**PROBLEM TO SOLVE:**
Output the entries below so that they read exactly as they do now.

++++ SUPPLIED DATA ++++

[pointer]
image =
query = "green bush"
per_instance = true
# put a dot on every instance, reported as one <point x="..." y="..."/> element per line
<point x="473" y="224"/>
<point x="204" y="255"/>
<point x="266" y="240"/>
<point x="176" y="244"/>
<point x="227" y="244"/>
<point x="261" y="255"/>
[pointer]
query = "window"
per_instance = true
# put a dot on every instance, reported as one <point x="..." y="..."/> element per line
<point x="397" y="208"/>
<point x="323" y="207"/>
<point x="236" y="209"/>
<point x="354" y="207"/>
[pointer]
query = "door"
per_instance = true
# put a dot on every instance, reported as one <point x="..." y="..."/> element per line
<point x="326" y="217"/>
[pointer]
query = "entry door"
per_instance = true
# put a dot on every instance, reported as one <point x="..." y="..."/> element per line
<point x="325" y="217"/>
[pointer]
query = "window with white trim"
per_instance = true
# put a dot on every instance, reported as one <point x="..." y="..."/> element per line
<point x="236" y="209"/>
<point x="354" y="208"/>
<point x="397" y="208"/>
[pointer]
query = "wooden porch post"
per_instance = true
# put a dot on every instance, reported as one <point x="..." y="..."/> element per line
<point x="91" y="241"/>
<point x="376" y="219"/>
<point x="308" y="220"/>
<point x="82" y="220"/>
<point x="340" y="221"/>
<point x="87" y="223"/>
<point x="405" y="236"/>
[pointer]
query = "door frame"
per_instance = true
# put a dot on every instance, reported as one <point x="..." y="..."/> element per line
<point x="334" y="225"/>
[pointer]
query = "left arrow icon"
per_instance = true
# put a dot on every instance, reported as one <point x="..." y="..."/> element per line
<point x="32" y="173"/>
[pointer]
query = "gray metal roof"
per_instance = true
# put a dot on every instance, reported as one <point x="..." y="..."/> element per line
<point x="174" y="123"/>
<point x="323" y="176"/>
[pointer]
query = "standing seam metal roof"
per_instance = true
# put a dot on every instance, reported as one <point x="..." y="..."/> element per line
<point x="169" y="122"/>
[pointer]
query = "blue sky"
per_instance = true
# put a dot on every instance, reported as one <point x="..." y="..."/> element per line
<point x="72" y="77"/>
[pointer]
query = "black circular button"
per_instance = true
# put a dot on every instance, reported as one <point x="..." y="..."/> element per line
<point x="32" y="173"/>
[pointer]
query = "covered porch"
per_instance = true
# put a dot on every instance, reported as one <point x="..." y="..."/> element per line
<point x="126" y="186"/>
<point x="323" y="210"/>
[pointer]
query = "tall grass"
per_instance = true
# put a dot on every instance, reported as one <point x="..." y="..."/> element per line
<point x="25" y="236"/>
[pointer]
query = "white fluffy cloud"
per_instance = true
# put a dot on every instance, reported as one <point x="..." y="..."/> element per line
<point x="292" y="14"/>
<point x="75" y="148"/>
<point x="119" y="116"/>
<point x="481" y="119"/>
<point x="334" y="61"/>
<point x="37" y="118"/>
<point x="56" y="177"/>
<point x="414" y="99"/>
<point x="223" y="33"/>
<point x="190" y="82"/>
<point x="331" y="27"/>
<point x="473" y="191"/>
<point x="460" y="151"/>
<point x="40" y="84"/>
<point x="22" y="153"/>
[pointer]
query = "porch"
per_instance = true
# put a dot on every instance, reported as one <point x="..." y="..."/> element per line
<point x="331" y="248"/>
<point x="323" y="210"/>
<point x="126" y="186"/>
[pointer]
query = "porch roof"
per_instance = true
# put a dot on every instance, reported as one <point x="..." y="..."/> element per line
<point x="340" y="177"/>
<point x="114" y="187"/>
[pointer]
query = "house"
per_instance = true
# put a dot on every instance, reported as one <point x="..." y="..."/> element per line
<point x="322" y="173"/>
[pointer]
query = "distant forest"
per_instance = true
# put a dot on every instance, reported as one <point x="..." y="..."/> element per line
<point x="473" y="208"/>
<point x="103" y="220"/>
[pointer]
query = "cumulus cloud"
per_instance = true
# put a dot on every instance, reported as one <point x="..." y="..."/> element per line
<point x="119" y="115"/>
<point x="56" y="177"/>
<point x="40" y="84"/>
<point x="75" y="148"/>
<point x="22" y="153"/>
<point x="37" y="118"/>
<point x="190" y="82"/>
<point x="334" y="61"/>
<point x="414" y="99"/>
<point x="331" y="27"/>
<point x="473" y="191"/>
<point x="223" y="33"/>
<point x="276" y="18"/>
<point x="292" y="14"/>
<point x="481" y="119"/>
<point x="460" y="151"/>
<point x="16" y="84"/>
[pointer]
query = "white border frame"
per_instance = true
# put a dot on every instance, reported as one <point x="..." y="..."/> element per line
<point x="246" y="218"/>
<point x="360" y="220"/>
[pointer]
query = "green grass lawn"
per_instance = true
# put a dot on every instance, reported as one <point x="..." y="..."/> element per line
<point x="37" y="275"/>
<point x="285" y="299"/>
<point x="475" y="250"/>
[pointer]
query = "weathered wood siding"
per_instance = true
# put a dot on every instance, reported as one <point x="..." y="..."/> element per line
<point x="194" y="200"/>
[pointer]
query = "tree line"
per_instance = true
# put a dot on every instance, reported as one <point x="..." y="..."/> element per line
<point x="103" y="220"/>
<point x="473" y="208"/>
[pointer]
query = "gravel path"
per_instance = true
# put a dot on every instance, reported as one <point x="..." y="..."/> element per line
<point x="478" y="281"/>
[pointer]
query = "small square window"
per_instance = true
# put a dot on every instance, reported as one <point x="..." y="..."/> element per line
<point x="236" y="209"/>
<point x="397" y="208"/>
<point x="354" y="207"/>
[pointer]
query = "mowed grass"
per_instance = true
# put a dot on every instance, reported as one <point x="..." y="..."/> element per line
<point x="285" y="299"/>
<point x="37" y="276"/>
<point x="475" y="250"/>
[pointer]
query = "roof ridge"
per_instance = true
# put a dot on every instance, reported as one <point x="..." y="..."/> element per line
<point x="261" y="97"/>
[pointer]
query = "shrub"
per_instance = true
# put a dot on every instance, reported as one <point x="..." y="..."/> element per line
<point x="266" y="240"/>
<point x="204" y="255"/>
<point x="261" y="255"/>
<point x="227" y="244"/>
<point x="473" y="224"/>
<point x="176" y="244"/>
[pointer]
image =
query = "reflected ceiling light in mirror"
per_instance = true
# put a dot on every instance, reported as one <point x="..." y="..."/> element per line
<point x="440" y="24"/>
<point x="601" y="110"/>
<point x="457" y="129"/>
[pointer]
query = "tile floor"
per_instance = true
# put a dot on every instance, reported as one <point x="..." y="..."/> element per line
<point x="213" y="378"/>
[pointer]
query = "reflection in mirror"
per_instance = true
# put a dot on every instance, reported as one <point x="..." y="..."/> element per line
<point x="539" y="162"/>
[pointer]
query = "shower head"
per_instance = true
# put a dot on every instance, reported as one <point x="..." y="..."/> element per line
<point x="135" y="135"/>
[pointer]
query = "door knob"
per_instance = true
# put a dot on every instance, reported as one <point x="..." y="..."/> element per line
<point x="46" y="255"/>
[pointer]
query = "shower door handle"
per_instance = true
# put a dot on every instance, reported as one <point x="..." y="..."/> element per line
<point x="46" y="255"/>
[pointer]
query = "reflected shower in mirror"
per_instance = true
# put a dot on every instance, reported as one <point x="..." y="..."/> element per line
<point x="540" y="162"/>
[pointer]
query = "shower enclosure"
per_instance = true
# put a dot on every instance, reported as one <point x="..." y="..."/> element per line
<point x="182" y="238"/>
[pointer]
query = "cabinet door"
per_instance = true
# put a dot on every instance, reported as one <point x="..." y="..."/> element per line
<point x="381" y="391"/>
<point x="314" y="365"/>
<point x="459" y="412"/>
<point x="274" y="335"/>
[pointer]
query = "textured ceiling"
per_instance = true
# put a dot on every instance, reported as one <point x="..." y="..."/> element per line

++++

**SOLUTION FOR THIS TASK:**
[pointer]
image =
query = "green bush"
per_instance = true
# put a dot on every instance, reported as one <point x="..." y="..."/> element per line
<point x="473" y="224"/>
<point x="204" y="255"/>
<point x="266" y="240"/>
<point x="176" y="244"/>
<point x="227" y="244"/>
<point x="261" y="255"/>
[pointer]
query = "window"
per_instance = true
# put a dot on every instance, reported as one <point x="..." y="..."/> element per line
<point x="397" y="208"/>
<point x="323" y="207"/>
<point x="236" y="209"/>
<point x="354" y="207"/>
[pointer]
query = "door"
per_instance = true
# put a dot on every instance, reported as one <point x="..." y="..."/> element per line
<point x="326" y="217"/>
[pointer]
query = "entry door"
per_instance = true
# put a dot on every instance, reported as one <point x="..." y="..."/> element per line
<point x="325" y="217"/>
[pointer]
query = "window with white trim"
per_instance = true
# put a dot on every instance, reported as one <point x="..." y="..."/> element per line
<point x="236" y="209"/>
<point x="354" y="208"/>
<point x="397" y="208"/>
[pointer]
query = "wooden porch post"
per_instance = true
# put a dot on every instance, reported as one <point x="..." y="..."/> element per line
<point x="91" y="241"/>
<point x="376" y="219"/>
<point x="308" y="220"/>
<point x="82" y="220"/>
<point x="340" y="221"/>
<point x="87" y="223"/>
<point x="405" y="236"/>
[pointer]
query = "door frame"
per_instance = true
# put a dot on every instance, reported as one <point x="..." y="..."/> element per line
<point x="334" y="225"/>
[pointer]
query = "left arrow icon"
per_instance = true
# put a dot on every instance, reported as one <point x="..." y="..."/> element per line
<point x="32" y="173"/>
[pointer]
query = "gray metal roof"
per_instance = true
# put a dot on every instance, reported as one <point x="..." y="..."/> element per line
<point x="174" y="123"/>
<point x="323" y="176"/>
[pointer]
query = "standing seam metal roof"
per_instance = true
# put a dot on every instance, reported as one <point x="..." y="..."/> element per line
<point x="169" y="122"/>
[pointer]
query = "blue sky"
per_instance = true
# put a dot on every instance, reported as one <point x="..." y="..."/> element per line
<point x="72" y="77"/>
[pointer]
query = "black circular button"
per_instance = true
# put a dot on every instance, reported as one <point x="..." y="..."/> element per line
<point x="32" y="173"/>
[pointer]
query = "covered porch"
per_instance = true
# put a dot on every instance, reported as one <point x="..." y="..."/> element per line
<point x="126" y="186"/>
<point x="323" y="210"/>
[pointer]
query = "tall grass"
per_instance = true
# put a dot on every instance, reported as one <point x="..." y="..."/> element per line
<point x="25" y="236"/>
[pointer]
query = "white fluffy cloud"
per_instance = true
# put a dot on every instance, reported as one <point x="..." y="..."/> element per line
<point x="292" y="14"/>
<point x="75" y="148"/>
<point x="119" y="116"/>
<point x="481" y="119"/>
<point x="334" y="61"/>
<point x="37" y="118"/>
<point x="56" y="177"/>
<point x="414" y="99"/>
<point x="223" y="33"/>
<point x="190" y="82"/>
<point x="331" y="27"/>
<point x="473" y="191"/>
<point x="460" y="151"/>
<point x="40" y="84"/>
<point x="22" y="153"/>
[pointer]
query = "porch"
per_instance = true
# put a dot on every instance, reported as one <point x="..." y="..."/> element per line
<point x="331" y="248"/>
<point x="323" y="210"/>
<point x="126" y="186"/>
[pointer]
query = "porch roof"
per_instance = true
# put a dot on every instance, reported as one <point x="..." y="..."/> element per line
<point x="340" y="177"/>
<point x="114" y="187"/>
[pointer]
query = "house"
per_instance = true
# put a dot on every instance, reported as one <point x="..." y="..."/> element per line
<point x="322" y="173"/>
[pointer]
query = "distant forest"
per_instance = true
# put a dot on every instance, reported as one <point x="..." y="..."/> element per line
<point x="473" y="208"/>
<point x="103" y="220"/>
[pointer]
query = "cumulus cloud"
per_instance = true
# put a dot on every instance, reported as one <point x="..." y="..."/> element per line
<point x="119" y="115"/>
<point x="56" y="177"/>
<point x="40" y="84"/>
<point x="75" y="148"/>
<point x="22" y="153"/>
<point x="37" y="118"/>
<point x="190" y="82"/>
<point x="334" y="61"/>
<point x="414" y="99"/>
<point x="331" y="27"/>
<point x="473" y="191"/>
<point x="223" y="33"/>
<point x="276" y="18"/>
<point x="292" y="14"/>
<point x="481" y="119"/>
<point x="460" y="151"/>
<point x="16" y="84"/>
[pointer]
query = "white border frame"
per_instance = true
# put a dot on every instance, reported as one <point x="..." y="..."/> element per line
<point x="246" y="218"/>
<point x="360" y="220"/>
[pointer]
query = "green grass lawn"
per_instance = true
# put a dot on every instance, reported as one <point x="..." y="..."/> element per line
<point x="37" y="275"/>
<point x="285" y="299"/>
<point x="475" y="250"/>
[pointer]
query = "weathered wood siding"
per_instance = true
# put a dot on every instance, reported as one <point x="..." y="..."/> element per line
<point x="194" y="200"/>
[pointer]
query = "tree line"
per_instance = true
# put a dot on every instance, reported as one <point x="..." y="..."/> element per line
<point x="103" y="220"/>
<point x="473" y="208"/>
[pointer]
query = "gravel path"
per_instance = true
# put a dot on every instance, reported as one <point x="..." y="..."/> element per line
<point x="478" y="281"/>
[pointer]
query = "small square window"
per_instance = true
# put a dot on every instance, reported as one <point x="..." y="..."/> element per line
<point x="236" y="209"/>
<point x="397" y="208"/>
<point x="354" y="207"/>
[pointer]
query = "mowed grass"
per_instance = true
# put a dot on every instance, reported as one <point x="..." y="..."/> element per line
<point x="285" y="299"/>
<point x="37" y="276"/>
<point x="475" y="250"/>
[pointer]
query = "roof ridge"
per_instance = true
# put a dot on every instance, reported as one <point x="..." y="..."/> element per line
<point x="261" y="97"/>
[pointer]
query = "shrub"
per_instance = true
# put a dot on every instance, reported as one <point x="..." y="..."/> element per line
<point x="266" y="240"/>
<point x="204" y="255"/>
<point x="261" y="255"/>
<point x="227" y="244"/>
<point x="473" y="224"/>
<point x="176" y="244"/>
[pointer]
image =
query = "reflected ceiling light in mirror"
per_instance = true
# put a dot on every instance, reported as one <point x="..." y="..."/> element per line
<point x="440" y="24"/>
<point x="601" y="110"/>
<point x="457" y="129"/>
[pointer]
query = "tile floor"
per_instance = true
# put a dot on every instance, reported as one <point x="..." y="..."/> element per line
<point x="213" y="378"/>
[pointer]
query = "reflection in mirror"
per_instance = true
# put a dot on every instance, reported as one <point x="..." y="..."/> element per line
<point x="539" y="162"/>
[pointer]
query = "shower head"
per_instance = true
# put a dot on every instance, reported as one <point x="..." y="..."/> element per line
<point x="135" y="135"/>
[pointer]
query = "door knob"
per_instance = true
# put a dot on every instance, reported as one <point x="..." y="..."/> element per line
<point x="46" y="255"/>
[pointer]
query = "shower door handle"
per_instance = true
# put a dot on every instance, reported as one <point x="..." y="..."/> element per line
<point x="46" y="255"/>
[pointer]
query = "reflected shower in mirror"
per_instance = true
# put a dot on every instance, reported as one <point x="..." y="..."/> element per line
<point x="540" y="162"/>
[pointer]
query = "shower enclosure"
per_instance = true
# put a dot on every instance, reported as one <point x="..." y="..."/> element per line
<point x="182" y="238"/>
[pointer]
query = "cabinet door"
per_instance = true
# put a dot on every instance, reported as one <point x="..." y="..."/> element per line
<point x="381" y="391"/>
<point x="314" y="365"/>
<point x="459" y="412"/>
<point x="274" y="335"/>
[pointer]
query = "textured ceiling"
per_instance = true
# put a dot on every instance, reported as one <point x="..." y="..."/> element per line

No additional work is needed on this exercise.